Required work |
Please copy each of the following lines without changing anything.

╭─ Dataset rows

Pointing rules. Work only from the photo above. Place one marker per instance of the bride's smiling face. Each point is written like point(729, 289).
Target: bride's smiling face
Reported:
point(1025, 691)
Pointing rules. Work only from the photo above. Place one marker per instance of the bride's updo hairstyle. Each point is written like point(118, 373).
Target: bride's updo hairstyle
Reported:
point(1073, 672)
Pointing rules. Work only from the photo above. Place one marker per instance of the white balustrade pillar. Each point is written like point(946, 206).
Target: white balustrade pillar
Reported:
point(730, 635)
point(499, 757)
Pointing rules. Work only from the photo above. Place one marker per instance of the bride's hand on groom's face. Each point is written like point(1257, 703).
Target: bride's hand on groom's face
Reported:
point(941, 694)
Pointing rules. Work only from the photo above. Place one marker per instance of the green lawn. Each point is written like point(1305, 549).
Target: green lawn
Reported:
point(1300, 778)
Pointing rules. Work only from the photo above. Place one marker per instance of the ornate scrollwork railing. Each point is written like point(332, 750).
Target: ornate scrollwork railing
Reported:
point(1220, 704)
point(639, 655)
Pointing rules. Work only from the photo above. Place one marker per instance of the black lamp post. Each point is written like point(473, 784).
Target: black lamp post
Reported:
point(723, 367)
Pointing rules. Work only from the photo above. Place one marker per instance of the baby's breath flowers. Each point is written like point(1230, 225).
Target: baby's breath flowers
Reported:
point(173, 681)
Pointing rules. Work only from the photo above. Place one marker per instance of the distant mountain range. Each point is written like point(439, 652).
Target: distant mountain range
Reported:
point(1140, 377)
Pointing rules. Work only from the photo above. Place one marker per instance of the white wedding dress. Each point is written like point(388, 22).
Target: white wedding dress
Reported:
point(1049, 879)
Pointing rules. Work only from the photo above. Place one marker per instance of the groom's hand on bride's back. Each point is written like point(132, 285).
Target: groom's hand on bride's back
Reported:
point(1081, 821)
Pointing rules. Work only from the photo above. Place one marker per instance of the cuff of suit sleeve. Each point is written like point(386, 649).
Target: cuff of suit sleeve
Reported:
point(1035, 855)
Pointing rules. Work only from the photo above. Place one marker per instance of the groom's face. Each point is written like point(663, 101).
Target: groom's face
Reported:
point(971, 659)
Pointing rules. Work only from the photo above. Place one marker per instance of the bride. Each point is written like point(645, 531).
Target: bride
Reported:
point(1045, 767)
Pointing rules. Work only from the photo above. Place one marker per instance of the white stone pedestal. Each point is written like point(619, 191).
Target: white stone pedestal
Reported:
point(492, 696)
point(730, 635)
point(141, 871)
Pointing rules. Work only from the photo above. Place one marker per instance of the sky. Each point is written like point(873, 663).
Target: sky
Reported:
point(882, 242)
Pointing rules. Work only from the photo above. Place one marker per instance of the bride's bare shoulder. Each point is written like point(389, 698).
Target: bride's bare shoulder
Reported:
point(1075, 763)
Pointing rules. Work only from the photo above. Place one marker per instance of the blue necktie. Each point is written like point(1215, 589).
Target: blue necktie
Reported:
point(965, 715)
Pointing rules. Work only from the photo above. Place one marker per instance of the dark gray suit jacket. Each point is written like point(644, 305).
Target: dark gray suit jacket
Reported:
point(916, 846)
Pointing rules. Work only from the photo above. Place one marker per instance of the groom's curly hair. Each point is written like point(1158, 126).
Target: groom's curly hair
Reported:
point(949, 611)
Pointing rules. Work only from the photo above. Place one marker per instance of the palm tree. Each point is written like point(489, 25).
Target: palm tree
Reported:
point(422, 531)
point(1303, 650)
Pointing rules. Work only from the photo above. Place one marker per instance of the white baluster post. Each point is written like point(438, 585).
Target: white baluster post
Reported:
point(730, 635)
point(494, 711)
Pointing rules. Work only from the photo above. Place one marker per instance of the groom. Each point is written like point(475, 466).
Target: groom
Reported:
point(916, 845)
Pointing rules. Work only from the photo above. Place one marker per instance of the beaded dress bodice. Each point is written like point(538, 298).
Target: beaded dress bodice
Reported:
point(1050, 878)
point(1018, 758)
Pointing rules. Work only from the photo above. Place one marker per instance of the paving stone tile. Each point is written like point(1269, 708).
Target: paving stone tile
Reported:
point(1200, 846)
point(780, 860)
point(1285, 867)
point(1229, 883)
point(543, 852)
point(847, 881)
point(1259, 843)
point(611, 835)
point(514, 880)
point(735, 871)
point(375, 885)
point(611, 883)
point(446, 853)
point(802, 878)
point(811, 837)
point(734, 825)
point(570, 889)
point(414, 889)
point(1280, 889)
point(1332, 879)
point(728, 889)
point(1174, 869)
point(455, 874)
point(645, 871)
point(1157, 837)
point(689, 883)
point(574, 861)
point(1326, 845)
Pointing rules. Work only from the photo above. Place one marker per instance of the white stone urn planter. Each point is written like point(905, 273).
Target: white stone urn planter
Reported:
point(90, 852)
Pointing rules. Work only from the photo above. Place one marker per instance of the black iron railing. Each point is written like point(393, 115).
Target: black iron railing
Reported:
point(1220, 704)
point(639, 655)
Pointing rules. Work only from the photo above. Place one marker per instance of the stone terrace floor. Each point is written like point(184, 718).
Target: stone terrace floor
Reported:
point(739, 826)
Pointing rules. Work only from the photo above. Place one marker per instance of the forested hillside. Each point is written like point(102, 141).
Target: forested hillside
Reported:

╰─

Written solution |
Pointing rules. Work only from the photo above. Place one marker per instance of the bride's smiling face. Each point is written like point(729, 289).
Target: bride's smiling face
Reported:
point(1025, 691)
Pointing rules. Work only from the photo above. Place one marker per instance of the bride's updo hairstyle. Each point is written like point(118, 373).
Target: bride's updo hairstyle
Reported:
point(1073, 672)
Pointing rules. Work only from the photo above. Place one marker per instance of the white balustrade pillar. Each point is written like point(946, 206).
Target: white balustrade pillar
Reported:
point(730, 635)
point(499, 757)
Pointing rules. Work only from the photo above. Place one marker per instance of the bride's hand on groom's face. Each point is written like point(1257, 703).
Target: bride's hand on groom's face
Reported:
point(941, 694)
Pointing rules. Work only from the photo above. Place one marker per instance of the green lawn. Each point is written like point(1305, 549).
Target: green lawn
Reported:
point(1300, 778)
Pointing rules. Work only from the photo above. Place one marker per instance of the ornate scrollwork railing. Each point is written like point(332, 750).
Target: ornate scrollwork railing
Reported:
point(1220, 704)
point(639, 655)
Pointing rules. Work only from the photo above. Place one marker per instance of the black lamp post. Each point is written like point(473, 784).
Target: black lamp post
Reported:
point(723, 367)
Pointing rules. Work only from the photo above. Place one marker per instance of the baby's breath flowers. Each point is written like point(1230, 225).
Target: baby's breath flowers
Reported:
point(173, 681)
Pointing rules. Work only from the photo above. Place one marker per instance of the distant mountain range. Each point is written like point(439, 652).
Target: distant mountain range
Reported:
point(1140, 377)
Pointing rules. Work only from the photo above. Place one marker per instance of the white wedding dress. Each point is written like point(388, 22).
Target: white wedding dress
Reported:
point(1049, 879)
Pointing rules. Work only from the photo above. Place one marker per instance of the groom's hand on bride's back. Each point is written like point(132, 285).
Target: groom's hand on bride's back
Reported:
point(1081, 821)
Pointing rules. Work only from the photo above. Place one marker per instance of the cuff of suit sleeve. Each point is written like point(386, 649).
Target: cuff of suit sleeve
Reported:
point(1035, 855)
Pointing rules. Work only from the photo above. Place one marker per instance of the groom's face. Each point is written like point(663, 101).
Target: groom's face
Reported:
point(971, 659)
Pointing rules. Work only from the photo above. Place one marker per instance of the bride. Each point is written like point(645, 531).
Target: bride
Reported:
point(1045, 767)
Pointing rules. Work only from the photo above. Place one marker per instance of the white stone pedestal. Each point is written like point(619, 191).
Target: white stone pedestal
Reported:
point(492, 696)
point(730, 635)
point(141, 871)
Pointing rules. Work only from the photo above. Place one marker per instance of the sky. Each point is written like point(873, 663).
Target: sky
Reported:
point(882, 242)
Pointing rules. Work only from the photo above. Place one marker per instance of the bride's bare shoulder. Each point is written like point(389, 698).
Target: bride's bare shoulder
Reported:
point(1075, 763)
Pointing rules. Work only from the photo above. Place one marker per instance of the blue necktie. Each point is written like point(1215, 589).
Target: blue necktie
Reported:
point(965, 715)
Pointing rules. Work only from the photo above. Place one marker per instance of the dark gray suit jacket. Each point is written like point(644, 305).
Target: dark gray suit jacket
Reported:
point(916, 846)
Pointing rules. Work only from the photo above. Place one marker per instance of the groom's curly hair. Each point is written like point(1158, 126).
Target: groom's curly hair
Reported:
point(949, 611)
Pointing rules. Work only from the photo above. Place one marker per instance of the palm tree. Each point is written like point(489, 25).
Target: palm tree
Reported:
point(422, 531)
point(1303, 650)
Pointing rules. Work only from the photo above. Place one marker per instance of the white baluster post. Each point is written like point(438, 585).
Target: white baluster post
Reported:
point(730, 635)
point(494, 711)
Pointing rules. Work only from the photo above. Place one marker per instance of the groom. Each point is written like point(475, 466).
Target: groom
Reported:
point(916, 845)
Pointing rules. Work only from the photo above. Place one marker per instance of the beaded dress bodice. Each point is written like point(538, 298).
Target: beaded dress bodice
Reported:
point(1050, 878)
point(1018, 758)
Pointing rules. Work only from the photo above. Place one marker per instance of the paving stone tile. Each point is written like point(1269, 708).
Target: paving stone tile
Reported:
point(1200, 846)
point(780, 860)
point(1285, 867)
point(1229, 883)
point(543, 852)
point(847, 881)
point(1259, 843)
point(611, 835)
point(514, 880)
point(735, 871)
point(375, 885)
point(611, 883)
point(446, 853)
point(802, 878)
point(811, 837)
point(734, 825)
point(570, 889)
point(414, 889)
point(1280, 889)
point(1332, 879)
point(728, 889)
point(1174, 869)
point(455, 874)
point(645, 871)
point(1157, 837)
point(689, 883)
point(574, 861)
point(1326, 845)
Pointing rules. Work only from the photo above. Place one marker per instance of the white stone urn planter. Each point is written like point(905, 273).
Target: white stone urn planter
Reported:
point(90, 852)
Pointing rules. Work only from the photo above. Place one marker per instance of the black iron railing. Each point is written like point(393, 115).
Target: black iron railing
Reported:
point(1220, 704)
point(639, 655)
Pointing rules. Work only from the photo above. Place one marker per instance of the stone terrace floor. Each point is written like point(184, 718).
Target: stone terrace floor
Reported:
point(739, 826)
Pointing rules. Work only from the photo above. Place one marker per instance of the forested hillside. Each point is written like point(102, 141).
Target: forested hillside
Reported:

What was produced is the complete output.